╭──

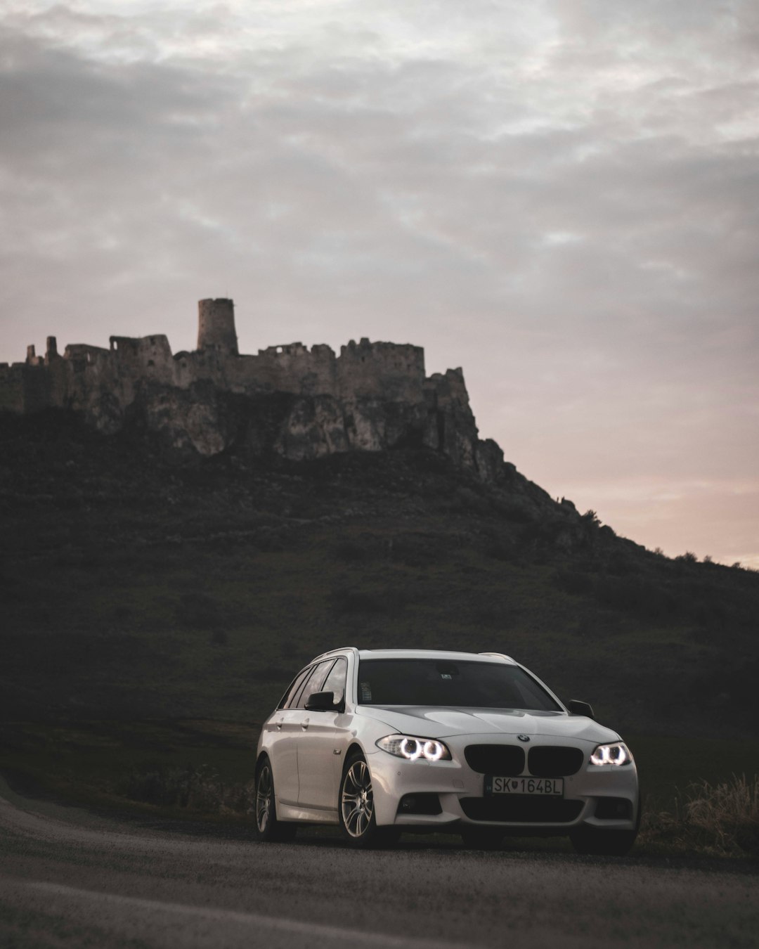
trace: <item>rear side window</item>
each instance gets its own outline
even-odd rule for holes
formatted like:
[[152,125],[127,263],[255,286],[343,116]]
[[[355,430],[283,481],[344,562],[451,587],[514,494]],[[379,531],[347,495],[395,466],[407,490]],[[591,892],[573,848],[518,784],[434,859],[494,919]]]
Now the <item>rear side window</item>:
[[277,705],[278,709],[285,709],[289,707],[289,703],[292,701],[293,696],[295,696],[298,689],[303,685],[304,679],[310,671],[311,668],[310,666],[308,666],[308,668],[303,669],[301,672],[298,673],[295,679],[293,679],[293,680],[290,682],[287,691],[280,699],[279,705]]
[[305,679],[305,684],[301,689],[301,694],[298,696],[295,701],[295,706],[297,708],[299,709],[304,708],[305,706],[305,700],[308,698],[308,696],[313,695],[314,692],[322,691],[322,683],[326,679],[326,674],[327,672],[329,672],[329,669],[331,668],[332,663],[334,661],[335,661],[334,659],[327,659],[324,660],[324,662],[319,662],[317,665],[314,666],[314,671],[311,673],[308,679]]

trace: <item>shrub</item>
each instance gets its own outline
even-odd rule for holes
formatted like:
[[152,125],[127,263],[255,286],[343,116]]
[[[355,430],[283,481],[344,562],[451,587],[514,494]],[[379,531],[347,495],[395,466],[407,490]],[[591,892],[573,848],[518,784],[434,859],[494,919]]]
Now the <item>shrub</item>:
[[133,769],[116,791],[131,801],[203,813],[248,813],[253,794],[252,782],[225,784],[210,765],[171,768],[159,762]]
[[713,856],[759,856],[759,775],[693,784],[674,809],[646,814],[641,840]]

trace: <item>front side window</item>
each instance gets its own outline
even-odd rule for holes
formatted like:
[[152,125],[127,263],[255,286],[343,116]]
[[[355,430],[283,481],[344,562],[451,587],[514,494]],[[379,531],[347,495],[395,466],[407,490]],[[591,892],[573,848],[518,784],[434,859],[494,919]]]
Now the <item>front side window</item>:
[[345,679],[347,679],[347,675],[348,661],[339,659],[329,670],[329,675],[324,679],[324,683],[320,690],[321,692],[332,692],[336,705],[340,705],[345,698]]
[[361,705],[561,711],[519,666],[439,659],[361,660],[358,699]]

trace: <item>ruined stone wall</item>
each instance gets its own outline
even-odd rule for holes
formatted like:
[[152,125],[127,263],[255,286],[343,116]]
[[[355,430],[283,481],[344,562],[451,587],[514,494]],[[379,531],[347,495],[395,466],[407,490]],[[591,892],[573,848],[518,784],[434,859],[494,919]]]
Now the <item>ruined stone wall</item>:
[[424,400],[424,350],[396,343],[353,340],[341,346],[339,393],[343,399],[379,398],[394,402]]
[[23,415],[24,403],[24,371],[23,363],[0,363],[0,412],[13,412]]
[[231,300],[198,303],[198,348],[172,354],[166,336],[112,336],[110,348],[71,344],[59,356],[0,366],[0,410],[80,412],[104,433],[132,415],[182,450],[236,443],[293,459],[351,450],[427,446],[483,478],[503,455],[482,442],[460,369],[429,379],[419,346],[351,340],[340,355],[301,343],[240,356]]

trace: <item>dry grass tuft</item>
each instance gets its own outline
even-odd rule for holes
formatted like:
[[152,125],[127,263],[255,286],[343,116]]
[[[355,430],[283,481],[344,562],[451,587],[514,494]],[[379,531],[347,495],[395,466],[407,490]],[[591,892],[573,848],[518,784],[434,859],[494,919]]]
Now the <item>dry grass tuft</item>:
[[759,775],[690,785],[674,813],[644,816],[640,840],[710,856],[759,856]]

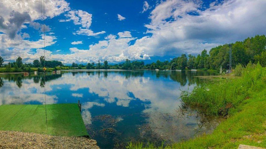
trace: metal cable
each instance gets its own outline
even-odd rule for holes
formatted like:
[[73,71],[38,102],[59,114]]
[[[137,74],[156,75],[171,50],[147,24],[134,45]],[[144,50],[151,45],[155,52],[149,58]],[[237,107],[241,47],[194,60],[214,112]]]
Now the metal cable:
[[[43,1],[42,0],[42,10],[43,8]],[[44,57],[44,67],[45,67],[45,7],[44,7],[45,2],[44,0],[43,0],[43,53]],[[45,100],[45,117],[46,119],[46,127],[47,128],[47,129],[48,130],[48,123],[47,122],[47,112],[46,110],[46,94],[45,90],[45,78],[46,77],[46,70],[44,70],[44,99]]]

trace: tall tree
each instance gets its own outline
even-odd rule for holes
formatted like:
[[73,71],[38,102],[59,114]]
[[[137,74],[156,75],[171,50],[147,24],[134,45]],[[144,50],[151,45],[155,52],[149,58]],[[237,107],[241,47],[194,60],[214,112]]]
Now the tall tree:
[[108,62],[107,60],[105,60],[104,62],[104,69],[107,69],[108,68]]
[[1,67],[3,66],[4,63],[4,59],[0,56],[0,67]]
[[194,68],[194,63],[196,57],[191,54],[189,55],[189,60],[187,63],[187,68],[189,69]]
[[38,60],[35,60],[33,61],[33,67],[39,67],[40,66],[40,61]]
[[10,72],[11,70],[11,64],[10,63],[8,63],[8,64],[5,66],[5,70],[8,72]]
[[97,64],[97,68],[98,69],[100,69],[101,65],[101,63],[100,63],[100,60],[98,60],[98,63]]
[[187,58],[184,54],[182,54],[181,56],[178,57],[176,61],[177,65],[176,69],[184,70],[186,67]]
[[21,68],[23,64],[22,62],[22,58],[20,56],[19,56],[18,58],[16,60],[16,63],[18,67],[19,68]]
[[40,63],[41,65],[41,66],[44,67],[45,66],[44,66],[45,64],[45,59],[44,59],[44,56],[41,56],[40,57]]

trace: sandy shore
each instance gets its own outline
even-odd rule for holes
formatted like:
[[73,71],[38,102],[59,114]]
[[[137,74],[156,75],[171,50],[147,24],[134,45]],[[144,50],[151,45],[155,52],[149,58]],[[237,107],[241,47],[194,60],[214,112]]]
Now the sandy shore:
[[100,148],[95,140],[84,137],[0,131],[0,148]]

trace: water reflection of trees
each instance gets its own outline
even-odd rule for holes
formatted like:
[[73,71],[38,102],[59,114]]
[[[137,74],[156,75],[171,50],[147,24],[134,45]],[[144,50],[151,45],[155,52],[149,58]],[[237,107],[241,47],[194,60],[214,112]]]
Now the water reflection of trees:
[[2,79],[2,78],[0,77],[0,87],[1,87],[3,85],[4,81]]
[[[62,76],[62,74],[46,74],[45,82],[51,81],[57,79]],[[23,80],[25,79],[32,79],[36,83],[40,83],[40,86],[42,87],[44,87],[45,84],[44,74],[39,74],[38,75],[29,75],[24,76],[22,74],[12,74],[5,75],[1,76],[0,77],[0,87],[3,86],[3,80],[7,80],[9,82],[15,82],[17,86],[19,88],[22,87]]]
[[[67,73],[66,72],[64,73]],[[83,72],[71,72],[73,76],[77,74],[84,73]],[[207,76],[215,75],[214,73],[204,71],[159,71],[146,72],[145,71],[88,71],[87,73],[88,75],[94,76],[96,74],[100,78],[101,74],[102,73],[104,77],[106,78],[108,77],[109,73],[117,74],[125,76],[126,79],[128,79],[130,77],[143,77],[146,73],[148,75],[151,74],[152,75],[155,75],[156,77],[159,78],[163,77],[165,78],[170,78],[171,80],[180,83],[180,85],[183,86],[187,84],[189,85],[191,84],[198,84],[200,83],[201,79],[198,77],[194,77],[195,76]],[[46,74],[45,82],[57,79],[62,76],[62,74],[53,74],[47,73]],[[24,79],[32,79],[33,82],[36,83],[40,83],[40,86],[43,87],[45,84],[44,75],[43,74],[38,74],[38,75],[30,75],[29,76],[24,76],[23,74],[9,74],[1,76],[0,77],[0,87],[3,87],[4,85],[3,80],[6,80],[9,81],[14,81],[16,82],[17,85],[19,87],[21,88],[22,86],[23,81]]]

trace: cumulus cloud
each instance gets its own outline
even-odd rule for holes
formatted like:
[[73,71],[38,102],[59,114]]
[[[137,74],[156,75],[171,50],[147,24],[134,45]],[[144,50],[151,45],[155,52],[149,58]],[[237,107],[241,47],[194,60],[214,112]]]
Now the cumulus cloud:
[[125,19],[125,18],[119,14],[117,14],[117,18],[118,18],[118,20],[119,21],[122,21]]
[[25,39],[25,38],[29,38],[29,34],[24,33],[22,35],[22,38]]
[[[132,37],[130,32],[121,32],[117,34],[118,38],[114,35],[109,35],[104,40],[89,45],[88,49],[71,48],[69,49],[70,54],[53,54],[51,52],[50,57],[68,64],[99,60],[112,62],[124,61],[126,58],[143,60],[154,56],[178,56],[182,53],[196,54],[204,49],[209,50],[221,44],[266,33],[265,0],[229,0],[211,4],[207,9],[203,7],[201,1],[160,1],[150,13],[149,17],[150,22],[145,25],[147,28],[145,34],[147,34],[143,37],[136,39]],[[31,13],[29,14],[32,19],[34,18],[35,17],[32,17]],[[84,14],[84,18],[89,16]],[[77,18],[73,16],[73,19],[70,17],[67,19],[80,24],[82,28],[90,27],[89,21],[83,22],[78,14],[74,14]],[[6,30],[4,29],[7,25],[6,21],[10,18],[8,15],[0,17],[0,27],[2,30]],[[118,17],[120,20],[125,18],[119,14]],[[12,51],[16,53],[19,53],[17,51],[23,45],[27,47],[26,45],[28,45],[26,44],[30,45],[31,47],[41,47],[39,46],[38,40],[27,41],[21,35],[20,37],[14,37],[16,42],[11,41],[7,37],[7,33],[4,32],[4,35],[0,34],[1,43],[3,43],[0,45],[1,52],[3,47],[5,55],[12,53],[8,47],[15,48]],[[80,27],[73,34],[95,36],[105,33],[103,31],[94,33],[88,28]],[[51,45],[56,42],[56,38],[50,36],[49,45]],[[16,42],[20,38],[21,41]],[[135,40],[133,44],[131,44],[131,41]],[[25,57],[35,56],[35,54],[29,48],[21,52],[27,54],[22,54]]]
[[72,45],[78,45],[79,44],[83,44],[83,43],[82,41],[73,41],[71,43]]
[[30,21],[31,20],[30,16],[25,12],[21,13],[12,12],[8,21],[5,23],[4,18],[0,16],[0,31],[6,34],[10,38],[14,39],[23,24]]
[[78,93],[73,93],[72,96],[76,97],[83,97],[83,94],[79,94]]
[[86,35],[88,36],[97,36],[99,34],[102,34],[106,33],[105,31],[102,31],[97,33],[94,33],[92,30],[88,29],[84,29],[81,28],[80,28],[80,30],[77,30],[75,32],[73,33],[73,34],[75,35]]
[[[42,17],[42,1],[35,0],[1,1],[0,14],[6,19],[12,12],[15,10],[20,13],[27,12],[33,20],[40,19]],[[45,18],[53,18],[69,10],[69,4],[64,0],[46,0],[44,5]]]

╰──

**The request**.
Copy out the items starting with the line that contains "trace: metal cable" and going on through the line that contains "Now the metal", reproducing each line verbatim.

**Task response**.
trace: metal cable
each instance gets its own outline
even-odd rule for holes
formatted like:
[[73,71],[38,102],[59,114]]
[[[137,74],[156,75],[171,50],[147,24],[134,45]],[[144,50],[151,45],[155,52],[149,58]],[[237,107],[241,47],[194,60],[214,112]]]
Now the metal cable:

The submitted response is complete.